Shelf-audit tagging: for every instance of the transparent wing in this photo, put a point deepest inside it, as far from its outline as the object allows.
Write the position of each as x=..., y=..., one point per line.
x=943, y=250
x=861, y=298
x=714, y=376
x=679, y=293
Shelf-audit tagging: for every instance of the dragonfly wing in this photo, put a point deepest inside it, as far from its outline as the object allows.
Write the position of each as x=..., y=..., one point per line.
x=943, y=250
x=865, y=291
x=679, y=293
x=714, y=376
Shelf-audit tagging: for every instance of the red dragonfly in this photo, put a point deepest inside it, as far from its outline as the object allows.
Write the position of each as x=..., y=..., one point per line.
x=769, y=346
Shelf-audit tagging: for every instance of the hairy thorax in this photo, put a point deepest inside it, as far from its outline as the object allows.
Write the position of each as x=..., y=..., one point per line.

********

Would you return exactly the lines from the one containing "Shelf-audit tagging: for every instance of the hairy" through the end of the listing, both included, and only them?

Shelf-audit tagging: for every instance of the hairy thorax in this photo, put a point deepest inside it, as far from its outline as the object allows.
Write the position of each as x=..., y=..., one point per line.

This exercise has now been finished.